Certification of Judgment 1:10-cv-02153 Eastern District of California et al v. Glieberman et al
Filing
375
ORDER granting 374 Motion for Reconsideration. Signed by District Judge Paul D. Borman. (DTof)
UNITED STATES DISTRICT COURT
EASTERN DISTRICT OF MICHIGAN
SOUTHERN DIVISION
BR NORTH 223, LLC,
Plaintiff,
Case No. 13-MC-50297
Paul D. Borman
United States District Judge
v.
BERNARD GLIEBERMAN, ET AL.,
R. Steven Whalen
United States Magistrate Judge
Defendants
and
LONTRAY ENTERPRISES, LLC,
Proposed Intervening Defendant.
________________________________________/
ORDER (1) GRANTING PROPOSED INTERVENOR LONTRAY ENTERPRISES, LLC’S
MOTION FOR RECONSIDERATION (ECF NO. 374); (2) VACATING THE PREVIOUS
ORDER DENYING THE MOTION FOR INDICATIVE RULING (ECF NO. 372); AND (3)
GRANTING MOTION FOR INDICATIVE RULING (ECF NO. 368)
Now before the Court is Proposed Intervenor Lontray Enterprises, LLC’s Motion for
Reconsideration of this Court’s March 24, 2016 Order Denying the Motion for Indicative Ruling
pursuant to Federal Rule of Civil Procedure 62.1. (ECF No. 374.)

──────────────────────────────

● Goal of the exercise: Write the next part of the court order on Lontray Enterprises, LLC's motion for reconsideration, picking up after its final sentence.

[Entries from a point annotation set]
──────────────────────────────

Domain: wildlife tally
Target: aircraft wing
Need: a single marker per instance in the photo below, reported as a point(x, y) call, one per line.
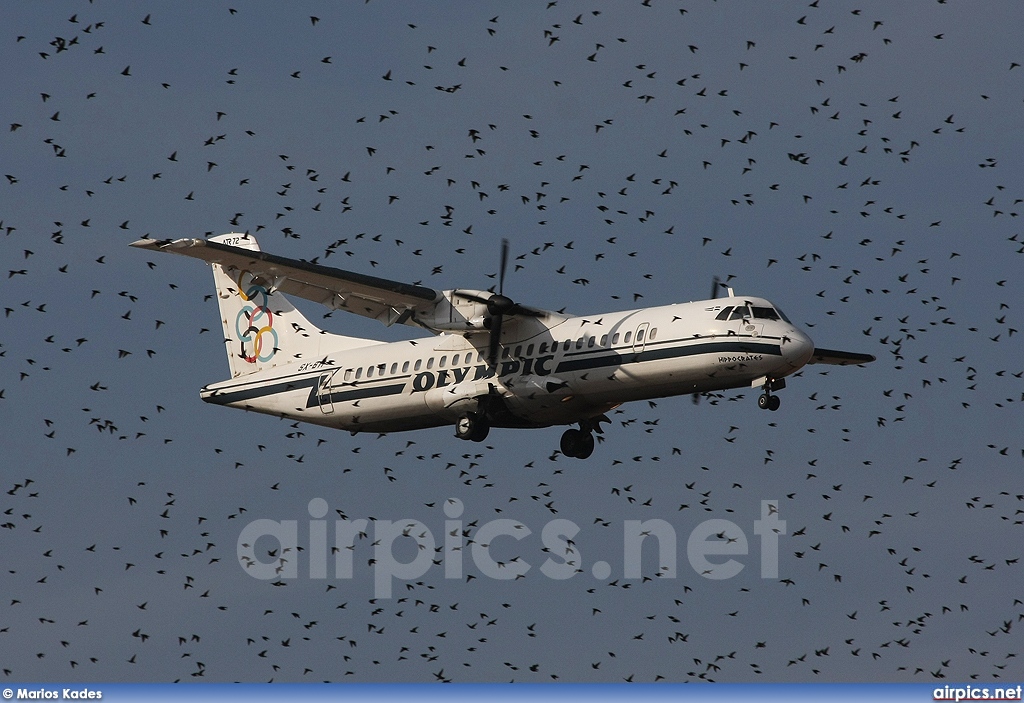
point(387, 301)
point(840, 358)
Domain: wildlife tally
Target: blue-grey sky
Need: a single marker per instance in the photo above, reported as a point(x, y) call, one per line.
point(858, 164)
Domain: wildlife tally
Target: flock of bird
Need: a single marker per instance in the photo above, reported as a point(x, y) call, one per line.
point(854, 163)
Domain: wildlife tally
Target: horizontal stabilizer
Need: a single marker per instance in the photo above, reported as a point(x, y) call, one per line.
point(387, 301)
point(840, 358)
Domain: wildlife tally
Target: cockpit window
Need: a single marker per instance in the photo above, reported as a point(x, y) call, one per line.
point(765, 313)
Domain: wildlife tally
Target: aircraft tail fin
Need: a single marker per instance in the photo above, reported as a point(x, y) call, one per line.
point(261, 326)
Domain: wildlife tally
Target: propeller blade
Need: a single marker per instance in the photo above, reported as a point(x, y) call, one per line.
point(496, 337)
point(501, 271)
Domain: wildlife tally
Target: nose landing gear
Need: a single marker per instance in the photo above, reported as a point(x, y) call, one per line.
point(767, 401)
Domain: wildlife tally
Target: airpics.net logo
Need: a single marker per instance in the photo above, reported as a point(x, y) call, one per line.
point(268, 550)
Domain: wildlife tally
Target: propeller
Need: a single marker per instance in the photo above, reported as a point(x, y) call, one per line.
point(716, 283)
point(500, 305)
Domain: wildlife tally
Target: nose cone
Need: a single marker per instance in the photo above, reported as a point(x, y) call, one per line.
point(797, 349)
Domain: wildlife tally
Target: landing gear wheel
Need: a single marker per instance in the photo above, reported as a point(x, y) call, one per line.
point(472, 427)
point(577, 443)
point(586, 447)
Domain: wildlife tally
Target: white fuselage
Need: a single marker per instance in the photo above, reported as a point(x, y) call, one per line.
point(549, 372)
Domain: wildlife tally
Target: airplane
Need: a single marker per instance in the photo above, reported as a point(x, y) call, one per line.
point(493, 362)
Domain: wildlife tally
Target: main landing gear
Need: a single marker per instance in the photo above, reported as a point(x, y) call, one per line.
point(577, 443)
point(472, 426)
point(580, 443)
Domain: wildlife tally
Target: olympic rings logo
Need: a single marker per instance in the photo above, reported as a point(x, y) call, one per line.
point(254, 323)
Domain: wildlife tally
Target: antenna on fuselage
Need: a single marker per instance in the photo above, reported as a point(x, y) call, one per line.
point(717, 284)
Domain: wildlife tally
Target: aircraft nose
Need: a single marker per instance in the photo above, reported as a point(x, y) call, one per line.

──────────────────────────────

● Reply to the exercise:
Lontray’s Motion is brought under E.D.Mich. LR 7.1(h)(3), which provides:
Generally, and without restricting the court's discretion, the court will not grant
motions for rehearing or reconsideration that merely present the same issues ruled
upon by the court, either expressly or by reasonable implication. The movant must
not only demonstrate a palpable defect by which the court and the parties and other
persons entitled to be heard on the motion have been misled but also show that
correcting the defect will result in a different disposition of the case.
“A ‘palpable defect’ is a defect which is obvious, clear, unmistakable, manifest, or plain.” Ososki
v. St. Paul Surplus Lines Ins. Co., 162 F. Supp. 2d 714, 718 (E.D. Mich. 2001). “[A] motion for
reconsideration is not properly used as a vehicle to re-hash old arguments or to advance positions
that could have been argued earlier but were not.” Smith v. Mount Pleasant Public Schools, 298 F.
Supp. 2d 636, 637 (E.D. Mich. 2003).
On March 24, 2016, this Court denied Lontray’s Motion for an Indicative Ruling finding
that walling off Attorney David Adler would not cure the perceived conflict because Mr. Adler
was a partner who shared in the profits of the Jaffe law firm. See, Jaffe Raitt & Heuer Law Firm,
http://www.jaffelaw.com/en/people/DavidAdler.aspx (Last visited on April 4, 2016) (providing
that Mr. Adler is a partner). Lontray notes in its motion for reconsideration that Mr. Adler is a
non-equity member of the Jaffe law firm and does not share in its profits. The Court finds that its
previous order was, therefore, based on a “palpable defect” and will grant Lontray’s Motion for
Reconsideration.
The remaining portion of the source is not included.